* Written task
Can you write the next part of the missile defense passage, picking up right after its final sentence?

* Extracted text
It is this ability to make rapid
trade-offs during development that will be so
important to speeding up the decision and
acquisition cycle that we need for missile
defense.
The
Departmental system of oversight is maturing.
I met with the Senior Executive Council
last winter, and we are scheduled to do so again
this summer to present our program and budget
proposals for next year.
More
of our routine MDA missile defense activity
coordination occurs with the Missile Defense
Support Group.
This group has representatives from each
of the 13 separate Departmental entities that
have a stake in our program.
It has met virtually every two weeks
since it was stood up four months ago.
For example, the Missile Defense Agency
developed an Implementation Plan to execute the
Secretary's guidance in his January chartering
memorandum.
We have reviewed the draft of this plan
in detail with the Missile Defense Support
Group, and we are now incorporating their
comments. I can tell you from experience that, had we used normal
coordination procedures, we would not have been
this far along in drafting such comprehensive
guidelines for such a complex program-one that
touches the Military Departments, the Joint
Staff, and many other Defense Agencies.
The
National Team of government, support
contractors, federally funded R&D centers,
and industry that we have set up is also
maturing. It
is helping us with the unprecedented tasks of
integrating the diverse elements of the BMD
System and developing a comprehensive BM/C2
approach. The
first engineering products, focused on Block 04
and to a lesser extent on Blocks 06 and 08, are
due mid-July.

* Dataset entries
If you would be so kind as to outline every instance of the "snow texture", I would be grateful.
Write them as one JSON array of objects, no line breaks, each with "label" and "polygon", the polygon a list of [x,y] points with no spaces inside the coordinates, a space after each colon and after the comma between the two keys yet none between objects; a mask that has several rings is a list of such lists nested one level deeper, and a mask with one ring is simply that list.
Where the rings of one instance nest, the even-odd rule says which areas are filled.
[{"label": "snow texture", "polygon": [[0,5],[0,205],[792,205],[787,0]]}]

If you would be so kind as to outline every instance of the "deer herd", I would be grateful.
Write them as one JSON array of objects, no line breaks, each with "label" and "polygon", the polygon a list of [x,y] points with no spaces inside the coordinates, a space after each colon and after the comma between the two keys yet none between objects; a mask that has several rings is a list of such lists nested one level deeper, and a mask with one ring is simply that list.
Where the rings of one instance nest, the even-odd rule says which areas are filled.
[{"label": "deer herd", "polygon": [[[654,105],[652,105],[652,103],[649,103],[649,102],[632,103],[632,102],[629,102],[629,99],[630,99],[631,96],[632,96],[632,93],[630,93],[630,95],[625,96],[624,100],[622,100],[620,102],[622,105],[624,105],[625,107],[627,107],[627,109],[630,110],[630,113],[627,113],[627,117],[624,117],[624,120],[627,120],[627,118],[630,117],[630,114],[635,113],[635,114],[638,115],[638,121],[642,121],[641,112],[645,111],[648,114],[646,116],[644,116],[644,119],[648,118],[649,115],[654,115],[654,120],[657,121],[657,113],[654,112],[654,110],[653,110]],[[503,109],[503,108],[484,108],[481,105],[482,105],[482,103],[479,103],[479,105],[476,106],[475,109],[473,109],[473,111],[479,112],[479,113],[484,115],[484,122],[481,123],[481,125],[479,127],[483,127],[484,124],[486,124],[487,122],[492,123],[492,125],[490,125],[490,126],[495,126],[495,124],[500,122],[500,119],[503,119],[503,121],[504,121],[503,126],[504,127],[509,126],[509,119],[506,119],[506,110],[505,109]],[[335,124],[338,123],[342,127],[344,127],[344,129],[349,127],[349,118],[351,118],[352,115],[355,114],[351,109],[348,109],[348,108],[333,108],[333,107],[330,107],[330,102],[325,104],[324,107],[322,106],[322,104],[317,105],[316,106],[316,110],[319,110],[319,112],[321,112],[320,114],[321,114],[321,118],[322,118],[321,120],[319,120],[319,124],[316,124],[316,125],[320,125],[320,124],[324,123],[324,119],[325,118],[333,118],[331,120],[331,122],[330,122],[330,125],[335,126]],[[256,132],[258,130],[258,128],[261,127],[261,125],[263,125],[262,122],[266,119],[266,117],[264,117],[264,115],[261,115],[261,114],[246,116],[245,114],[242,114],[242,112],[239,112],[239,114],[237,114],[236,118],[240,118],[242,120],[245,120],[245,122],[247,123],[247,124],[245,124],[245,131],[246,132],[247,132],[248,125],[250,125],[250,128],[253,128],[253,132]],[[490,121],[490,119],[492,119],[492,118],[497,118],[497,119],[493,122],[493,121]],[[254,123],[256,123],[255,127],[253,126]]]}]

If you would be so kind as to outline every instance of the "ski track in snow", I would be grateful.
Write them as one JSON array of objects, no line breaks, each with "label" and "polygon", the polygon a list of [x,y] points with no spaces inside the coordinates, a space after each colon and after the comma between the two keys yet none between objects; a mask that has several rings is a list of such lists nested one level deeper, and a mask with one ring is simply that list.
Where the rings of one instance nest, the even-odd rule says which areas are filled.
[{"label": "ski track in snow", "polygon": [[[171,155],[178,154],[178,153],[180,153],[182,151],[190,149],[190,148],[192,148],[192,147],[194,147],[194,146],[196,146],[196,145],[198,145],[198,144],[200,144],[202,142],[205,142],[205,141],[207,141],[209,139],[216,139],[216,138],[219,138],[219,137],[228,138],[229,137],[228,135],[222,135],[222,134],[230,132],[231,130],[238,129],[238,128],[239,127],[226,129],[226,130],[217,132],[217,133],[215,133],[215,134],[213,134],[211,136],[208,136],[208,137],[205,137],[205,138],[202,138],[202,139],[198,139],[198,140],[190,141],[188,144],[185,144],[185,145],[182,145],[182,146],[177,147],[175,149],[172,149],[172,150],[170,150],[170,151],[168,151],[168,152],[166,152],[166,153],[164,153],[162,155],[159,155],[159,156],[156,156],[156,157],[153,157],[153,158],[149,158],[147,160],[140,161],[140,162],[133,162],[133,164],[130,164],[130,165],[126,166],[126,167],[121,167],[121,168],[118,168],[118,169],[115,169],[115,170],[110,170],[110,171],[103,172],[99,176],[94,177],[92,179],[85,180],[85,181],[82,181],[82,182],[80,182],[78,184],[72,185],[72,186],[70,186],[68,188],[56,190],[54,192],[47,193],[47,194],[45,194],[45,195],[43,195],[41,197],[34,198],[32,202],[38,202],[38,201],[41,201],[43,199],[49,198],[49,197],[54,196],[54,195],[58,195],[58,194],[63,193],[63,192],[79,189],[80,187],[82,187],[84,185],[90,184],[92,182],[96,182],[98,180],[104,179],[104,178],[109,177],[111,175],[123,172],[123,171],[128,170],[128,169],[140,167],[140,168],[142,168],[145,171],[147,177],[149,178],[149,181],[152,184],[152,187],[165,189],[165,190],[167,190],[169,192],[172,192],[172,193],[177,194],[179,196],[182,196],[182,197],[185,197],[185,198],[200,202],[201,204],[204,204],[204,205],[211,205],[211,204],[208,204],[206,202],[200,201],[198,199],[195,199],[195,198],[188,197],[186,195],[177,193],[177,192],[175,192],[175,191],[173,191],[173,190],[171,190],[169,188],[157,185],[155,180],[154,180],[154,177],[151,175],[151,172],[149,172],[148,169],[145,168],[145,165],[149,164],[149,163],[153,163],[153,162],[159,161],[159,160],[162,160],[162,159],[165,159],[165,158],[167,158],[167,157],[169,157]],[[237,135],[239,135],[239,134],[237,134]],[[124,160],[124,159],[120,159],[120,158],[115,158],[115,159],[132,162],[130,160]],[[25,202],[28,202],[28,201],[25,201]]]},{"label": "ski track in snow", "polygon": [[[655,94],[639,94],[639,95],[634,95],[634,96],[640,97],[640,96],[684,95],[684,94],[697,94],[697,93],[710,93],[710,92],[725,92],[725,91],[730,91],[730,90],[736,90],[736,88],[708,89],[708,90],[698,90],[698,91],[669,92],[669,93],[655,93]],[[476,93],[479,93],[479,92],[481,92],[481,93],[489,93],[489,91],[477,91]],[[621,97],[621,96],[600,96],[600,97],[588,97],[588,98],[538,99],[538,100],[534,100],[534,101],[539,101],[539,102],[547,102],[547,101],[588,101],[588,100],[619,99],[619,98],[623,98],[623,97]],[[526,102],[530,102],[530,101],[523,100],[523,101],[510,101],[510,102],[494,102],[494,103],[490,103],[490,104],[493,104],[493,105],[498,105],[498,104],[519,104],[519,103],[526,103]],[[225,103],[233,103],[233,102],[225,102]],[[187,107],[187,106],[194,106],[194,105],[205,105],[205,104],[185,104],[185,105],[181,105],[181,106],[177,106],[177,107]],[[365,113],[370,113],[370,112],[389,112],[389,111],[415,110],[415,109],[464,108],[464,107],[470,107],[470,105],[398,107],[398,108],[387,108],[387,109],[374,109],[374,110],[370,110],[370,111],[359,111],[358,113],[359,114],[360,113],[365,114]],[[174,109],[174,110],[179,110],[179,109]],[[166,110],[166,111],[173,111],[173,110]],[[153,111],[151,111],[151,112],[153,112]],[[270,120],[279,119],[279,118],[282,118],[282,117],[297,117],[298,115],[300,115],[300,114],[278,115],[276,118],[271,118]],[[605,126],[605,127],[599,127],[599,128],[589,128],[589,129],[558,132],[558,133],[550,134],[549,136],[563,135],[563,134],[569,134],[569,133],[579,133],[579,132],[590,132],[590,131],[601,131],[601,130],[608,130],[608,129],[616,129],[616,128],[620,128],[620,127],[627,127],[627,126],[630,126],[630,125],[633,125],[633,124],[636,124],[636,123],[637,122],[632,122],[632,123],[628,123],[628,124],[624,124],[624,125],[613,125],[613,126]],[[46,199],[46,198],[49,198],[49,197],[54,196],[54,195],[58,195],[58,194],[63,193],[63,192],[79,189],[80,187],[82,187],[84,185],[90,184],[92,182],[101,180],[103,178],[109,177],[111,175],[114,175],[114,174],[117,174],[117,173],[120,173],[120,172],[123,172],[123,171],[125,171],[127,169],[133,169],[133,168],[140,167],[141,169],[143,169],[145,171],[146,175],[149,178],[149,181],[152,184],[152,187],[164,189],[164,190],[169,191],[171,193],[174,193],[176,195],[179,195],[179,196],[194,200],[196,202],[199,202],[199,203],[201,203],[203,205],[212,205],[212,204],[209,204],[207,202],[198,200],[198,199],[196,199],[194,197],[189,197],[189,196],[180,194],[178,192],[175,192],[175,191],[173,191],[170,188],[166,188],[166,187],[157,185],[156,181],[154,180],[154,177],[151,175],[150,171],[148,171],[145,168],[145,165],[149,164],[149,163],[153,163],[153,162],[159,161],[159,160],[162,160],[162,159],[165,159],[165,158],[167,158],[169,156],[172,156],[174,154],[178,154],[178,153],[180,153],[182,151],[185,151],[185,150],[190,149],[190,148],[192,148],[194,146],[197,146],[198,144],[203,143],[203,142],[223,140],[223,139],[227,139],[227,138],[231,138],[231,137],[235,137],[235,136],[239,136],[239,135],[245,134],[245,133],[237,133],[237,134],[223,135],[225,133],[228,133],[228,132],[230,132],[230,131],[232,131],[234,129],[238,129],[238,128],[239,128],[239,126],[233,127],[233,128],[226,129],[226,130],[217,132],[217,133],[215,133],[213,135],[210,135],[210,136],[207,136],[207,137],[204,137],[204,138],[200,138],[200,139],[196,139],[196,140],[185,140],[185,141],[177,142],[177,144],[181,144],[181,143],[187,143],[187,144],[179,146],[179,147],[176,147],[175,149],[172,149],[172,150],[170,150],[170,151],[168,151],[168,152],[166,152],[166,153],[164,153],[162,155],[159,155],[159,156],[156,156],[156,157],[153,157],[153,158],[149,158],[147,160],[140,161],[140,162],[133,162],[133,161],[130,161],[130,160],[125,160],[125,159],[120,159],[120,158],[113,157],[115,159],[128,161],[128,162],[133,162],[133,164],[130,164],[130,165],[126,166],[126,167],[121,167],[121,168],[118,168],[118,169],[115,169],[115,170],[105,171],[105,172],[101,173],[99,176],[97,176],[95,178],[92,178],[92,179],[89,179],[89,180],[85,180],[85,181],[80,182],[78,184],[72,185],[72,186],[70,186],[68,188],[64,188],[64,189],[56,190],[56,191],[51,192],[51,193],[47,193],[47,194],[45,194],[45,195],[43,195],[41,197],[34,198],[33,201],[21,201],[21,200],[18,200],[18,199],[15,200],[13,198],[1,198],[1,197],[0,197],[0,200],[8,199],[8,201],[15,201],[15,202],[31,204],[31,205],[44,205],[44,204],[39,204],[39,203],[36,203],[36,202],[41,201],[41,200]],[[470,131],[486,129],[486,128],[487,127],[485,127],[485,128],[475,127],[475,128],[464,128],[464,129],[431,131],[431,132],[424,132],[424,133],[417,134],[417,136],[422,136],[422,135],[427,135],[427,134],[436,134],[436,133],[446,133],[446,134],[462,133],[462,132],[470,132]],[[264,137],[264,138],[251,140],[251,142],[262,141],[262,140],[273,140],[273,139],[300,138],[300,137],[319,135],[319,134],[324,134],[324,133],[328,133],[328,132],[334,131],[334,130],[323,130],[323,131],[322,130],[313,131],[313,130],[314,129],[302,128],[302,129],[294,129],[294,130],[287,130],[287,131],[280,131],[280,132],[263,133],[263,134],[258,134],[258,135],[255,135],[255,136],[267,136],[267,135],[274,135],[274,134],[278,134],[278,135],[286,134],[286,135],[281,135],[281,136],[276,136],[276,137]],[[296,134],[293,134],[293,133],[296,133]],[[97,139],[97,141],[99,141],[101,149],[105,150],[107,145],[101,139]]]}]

* Exercise result
These products will form the basis for
any Block architecture changes or risk reduction
activities we need to take prior to submitting
the FY04 President's Budget.
Together with our National Team members,
we will be able to review and revise, as needed,
our biennial Block architecture approach.
This development cycle gives us the
ability to modify our BMD System approach as
capabilities evolve and as the threat changes.
The
team's work over the past four months has been
most productive, and I look forward to their
report to me next month as to how we might best
accomplish our tasks.
Their recommendations will form the
foundation for my own recommendations to the
Department for the program.
And you, in turn, will most likely see
some of those during our hearings with you next
year.
Chairman
Hunter, Chairman Weldon, the Missile Defense
Program is indeed at a crossroads.
With the continued support of the
committee for the President's Budget, we can
make the right choices to keep up the aggressive
pace and momentum of our development effort.
In so doing, we can fulfill our
responsibility to help protect the American
people, our deployed forces, our allies, and our
friends from the threat of ballistic missile
attack.
Thank
you. I
look forward to your questions.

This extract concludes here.